[Short task] Reproduce every one of the records below word for word, keeping each line in its original order.
++++++++++
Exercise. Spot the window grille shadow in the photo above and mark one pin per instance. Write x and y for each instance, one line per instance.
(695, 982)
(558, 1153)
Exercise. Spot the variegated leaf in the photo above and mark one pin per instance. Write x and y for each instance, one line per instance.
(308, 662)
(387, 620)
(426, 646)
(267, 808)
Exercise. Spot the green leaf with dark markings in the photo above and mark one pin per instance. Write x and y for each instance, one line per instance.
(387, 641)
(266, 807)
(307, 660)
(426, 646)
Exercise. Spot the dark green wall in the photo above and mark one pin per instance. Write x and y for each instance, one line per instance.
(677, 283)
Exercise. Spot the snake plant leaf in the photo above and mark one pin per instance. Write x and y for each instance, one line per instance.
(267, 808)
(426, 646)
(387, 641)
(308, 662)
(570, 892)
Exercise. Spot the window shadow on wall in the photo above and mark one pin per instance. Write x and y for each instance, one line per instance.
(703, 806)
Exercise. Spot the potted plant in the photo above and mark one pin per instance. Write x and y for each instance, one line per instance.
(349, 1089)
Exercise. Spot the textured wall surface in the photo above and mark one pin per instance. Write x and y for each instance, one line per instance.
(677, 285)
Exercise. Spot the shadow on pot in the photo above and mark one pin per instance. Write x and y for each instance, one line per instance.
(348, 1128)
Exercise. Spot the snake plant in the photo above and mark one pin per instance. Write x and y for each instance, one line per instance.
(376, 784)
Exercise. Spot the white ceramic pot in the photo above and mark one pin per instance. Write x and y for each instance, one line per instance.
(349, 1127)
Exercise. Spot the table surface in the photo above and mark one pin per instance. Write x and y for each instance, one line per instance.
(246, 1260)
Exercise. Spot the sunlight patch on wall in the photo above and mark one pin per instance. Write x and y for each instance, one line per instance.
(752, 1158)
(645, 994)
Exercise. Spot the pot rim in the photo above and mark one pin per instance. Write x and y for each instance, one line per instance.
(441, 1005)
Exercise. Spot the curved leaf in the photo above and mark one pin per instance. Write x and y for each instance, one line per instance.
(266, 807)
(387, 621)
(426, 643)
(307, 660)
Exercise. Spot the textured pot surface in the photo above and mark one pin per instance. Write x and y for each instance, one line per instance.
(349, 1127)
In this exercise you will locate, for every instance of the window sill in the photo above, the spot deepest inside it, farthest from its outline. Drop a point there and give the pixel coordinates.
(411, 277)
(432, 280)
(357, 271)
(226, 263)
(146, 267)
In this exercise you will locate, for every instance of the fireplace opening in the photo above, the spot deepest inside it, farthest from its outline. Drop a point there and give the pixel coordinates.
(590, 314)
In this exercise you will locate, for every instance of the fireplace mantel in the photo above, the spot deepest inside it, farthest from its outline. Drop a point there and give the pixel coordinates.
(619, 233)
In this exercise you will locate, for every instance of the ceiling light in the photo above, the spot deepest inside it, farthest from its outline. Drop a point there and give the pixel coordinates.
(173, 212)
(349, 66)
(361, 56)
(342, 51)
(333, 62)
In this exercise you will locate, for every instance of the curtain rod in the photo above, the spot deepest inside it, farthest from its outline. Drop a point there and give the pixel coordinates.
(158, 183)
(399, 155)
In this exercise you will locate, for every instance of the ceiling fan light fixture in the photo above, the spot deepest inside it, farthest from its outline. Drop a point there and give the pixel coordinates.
++++++++++
[Completed exercise]
Exercise. Spot the window grille shadow in the photo above and mark one pin per instance. Write x and y for each instance, one line per instance.
(695, 982)
(558, 1153)
Exercise. Spot the variegated leaf in the photo above and mark one pin per instance. Write x and y for each instance, one line per instance.
(308, 662)
(387, 620)
(426, 646)
(267, 808)
Exercise. Spot the green leaf with dark markings in the photo above and mark one pin per instance. Write x and y for each instance, one line per instance.
(387, 641)
(266, 807)
(307, 660)
(426, 646)
Exercise. Spot the dark green wall in the photo above and mark one pin per instance. Write x and y for each instance, one line per instance.
(677, 283)
Exercise. Spot the snake plant leaf in the photo above and mark one pin per instance. Write x and y for each instance, one line per instance.
(267, 808)
(426, 646)
(387, 641)
(308, 662)
(570, 892)
Exercise. Spot the window shadow on wall in the photo above and mark one pin per instance. Write x and y for each instance, one line per instance.
(703, 806)
Exercise. Spot the potted plant in the photo above and mark one pin per instance. Write x and y for each instance, one line per instance.
(349, 1089)
Exercise. Spot the textured wall surface in the photo above and mark one pin per instance. Write x and y for each instance, one line per instance.
(677, 285)
Exercise. Spot the shadow on pot in the photo above and mark one pin per instance. Write x and y for each instance, one line per instance.
(348, 1128)
Exercise. Spot the snake plant in the photo above and mark one pin per instance. Write x and y for each instance, one line per instance.
(376, 784)
Exercise. Spot the white ceramic pot in the photo above and mark one pin per instance. Write x and y for each instance, one line per instance.
(349, 1127)
Exercise. Spot the table surface in the photo above and mark one pin per instance. Write x and y for each instance, one line per instance.
(246, 1260)
Exercise. Spot the sunlight patch on wall in the photo above and mark one pin per instance. Write x and y for each instance, one line per instance.
(752, 1158)
(645, 994)
Exercise. Spot the pot rim in the photo above and mark one pin per instance. Write x and y for each instance, one line per instance.
(441, 1005)
Exercise. Spot the curved leaf in the photo above and mark one pin per instance. Write x and y for each instance, one line per instance.
(266, 807)
(387, 621)
(426, 643)
(307, 660)
Exercise. Spot the textured pot surface in the photo above and mark one pin per instance. Write x and y for each instance, one line per instance.
(349, 1127)
In this exercise you will locate, for every instance of the window sill in the photo above, the spot deepest inside it, farthest from its outline. Drop a point there and give the pixel coordinates.
(411, 277)
(432, 280)
(357, 271)
(226, 263)
(146, 267)
In this exercise you will locate, for every instance of the fireplace opening in the photo above, the spot deepest inside it, farthest from its outline. Drop a point there and give the pixel coordinates.
(590, 314)
In this exercise you will locate, for every instance of the fireplace mantel in the photo above, the spot deepest inside it, farthest from its outline. Drop a point there and give the pixel coordinates.
(619, 233)
In this exercise you will locate, for every instance of the ceiling light in the photo above, the spot deepest inside it, farthest from its outline. Drop a point there and give the pixel coordinates.
(173, 212)
(349, 66)
(361, 56)
(342, 51)
(333, 62)
In this exercise you will locate, for every instance of the curtain rod in the photo above, the spot deepest inside it, farthest from its outline. Drop a point there and give the pixel coordinates.
(158, 183)
(399, 155)
In this exercise you will locate, for every instance of the ceiling fan light fixture in the photo above, the spot deepest inside it, farthest from its outline. Drop a point there and give the pixel coordinates.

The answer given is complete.